Assignment 1
Transcribe the passage of the article on Bishop DeVeaux's retirement between "The celebration will" and "later this year.", inclusive.
Assignment 2
According to the article on Bishop DeVeaux's retirement, where will the couple's retirement celebration be held?

2016-02-18



Bishop William DeVeaux

Bishop William P. DeVeaux and his wife, Patricia Ann Morris Deveaux, are set to retire from the African Methodist Episcopal Church this year. A retirement celebration to honor their contributions is scheduled for Feb. 19.

The celebration will take place at Reid Temple AME Church in Glenn Dale, Maryland. It will be a part of the Episcopal founder’s day activities that will take place from Feb. 18-20, also at Reid Temple.



Bishop William DeVeaux and his wife, Episcopal Supervisor Dr. Patricia Morris DeVeaux will retire from the AME Church later this year.

The couple serves as the presiding officers of the Second Episcopal District that covers Maryland, Virginia, North Carolina and the District of Columbia. As a son of a minister in the Army, Bishop DeVeaux said he knew he was going to serve the Lord as a career. Along with meeting his wife, the bishop said he was also called to be a minister while he attended Howard University in the 1960s. “The call from the Lord for me was persistent and I felt uncomfortable not responding to it,” the bishop told the AFRO. “The Lord told me to do it and I had the spirit to do it so I made the committment.”

Extracted material
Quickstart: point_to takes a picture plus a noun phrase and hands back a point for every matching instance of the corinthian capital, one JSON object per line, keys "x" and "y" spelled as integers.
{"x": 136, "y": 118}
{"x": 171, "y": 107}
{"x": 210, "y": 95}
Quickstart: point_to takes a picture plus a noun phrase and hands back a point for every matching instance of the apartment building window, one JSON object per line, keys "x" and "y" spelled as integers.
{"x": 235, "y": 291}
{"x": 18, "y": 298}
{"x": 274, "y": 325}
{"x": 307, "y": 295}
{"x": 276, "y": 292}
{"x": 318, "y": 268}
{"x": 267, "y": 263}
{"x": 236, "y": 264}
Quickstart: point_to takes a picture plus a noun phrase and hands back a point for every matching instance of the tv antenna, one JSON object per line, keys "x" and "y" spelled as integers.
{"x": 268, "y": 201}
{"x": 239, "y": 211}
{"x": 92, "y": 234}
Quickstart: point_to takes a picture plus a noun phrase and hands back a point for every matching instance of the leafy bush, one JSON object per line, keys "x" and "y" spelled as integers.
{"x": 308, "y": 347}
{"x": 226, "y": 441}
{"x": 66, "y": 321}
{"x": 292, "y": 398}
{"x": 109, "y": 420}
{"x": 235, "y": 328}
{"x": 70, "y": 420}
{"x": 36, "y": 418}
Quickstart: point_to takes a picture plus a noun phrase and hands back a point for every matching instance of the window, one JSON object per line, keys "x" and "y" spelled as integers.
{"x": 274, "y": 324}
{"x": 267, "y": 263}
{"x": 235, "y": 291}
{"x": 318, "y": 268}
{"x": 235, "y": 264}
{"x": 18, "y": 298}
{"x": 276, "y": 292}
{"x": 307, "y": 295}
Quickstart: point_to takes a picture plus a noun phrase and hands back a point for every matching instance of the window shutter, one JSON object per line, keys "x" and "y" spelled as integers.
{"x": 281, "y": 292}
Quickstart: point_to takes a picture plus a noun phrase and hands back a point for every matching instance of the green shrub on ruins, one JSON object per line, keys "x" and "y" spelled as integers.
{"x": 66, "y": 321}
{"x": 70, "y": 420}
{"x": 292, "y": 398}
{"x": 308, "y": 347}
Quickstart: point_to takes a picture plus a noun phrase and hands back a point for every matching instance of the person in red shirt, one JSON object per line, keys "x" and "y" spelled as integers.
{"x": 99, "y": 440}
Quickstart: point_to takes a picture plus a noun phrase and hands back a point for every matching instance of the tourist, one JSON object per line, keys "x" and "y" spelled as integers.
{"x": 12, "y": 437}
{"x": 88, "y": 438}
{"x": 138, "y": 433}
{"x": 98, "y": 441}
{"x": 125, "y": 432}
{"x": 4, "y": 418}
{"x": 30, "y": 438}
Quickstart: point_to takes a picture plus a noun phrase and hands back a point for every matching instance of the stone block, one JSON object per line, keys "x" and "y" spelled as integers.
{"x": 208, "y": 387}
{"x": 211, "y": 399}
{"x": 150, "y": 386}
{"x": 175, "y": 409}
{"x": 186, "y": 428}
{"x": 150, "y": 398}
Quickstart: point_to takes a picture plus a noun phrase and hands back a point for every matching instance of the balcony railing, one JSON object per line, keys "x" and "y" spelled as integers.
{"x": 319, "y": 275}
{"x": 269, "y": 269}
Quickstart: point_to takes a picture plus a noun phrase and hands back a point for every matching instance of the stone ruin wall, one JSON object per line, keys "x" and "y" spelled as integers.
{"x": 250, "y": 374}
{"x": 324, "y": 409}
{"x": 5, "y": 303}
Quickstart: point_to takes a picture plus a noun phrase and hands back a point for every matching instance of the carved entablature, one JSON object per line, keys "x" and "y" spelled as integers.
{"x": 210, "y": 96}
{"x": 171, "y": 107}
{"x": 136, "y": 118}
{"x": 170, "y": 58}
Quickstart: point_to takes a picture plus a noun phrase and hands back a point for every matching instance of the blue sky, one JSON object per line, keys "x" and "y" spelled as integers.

Task response 1
The celebration will take place at Reid Temple AME Church in Glenn Dale, Maryland. It will be a part of the Episcopal founder’s day activities that will take place from Feb. 18-20, also at Reid Temple.



Bishop William DeVeaux and his wife, Episcopal Supervisor Dr. Patricia Morris DeVeaux will retire from the AME Church later this year.

Task response 2
At Reid Temple AME Church in Glenn Dale, Maryland.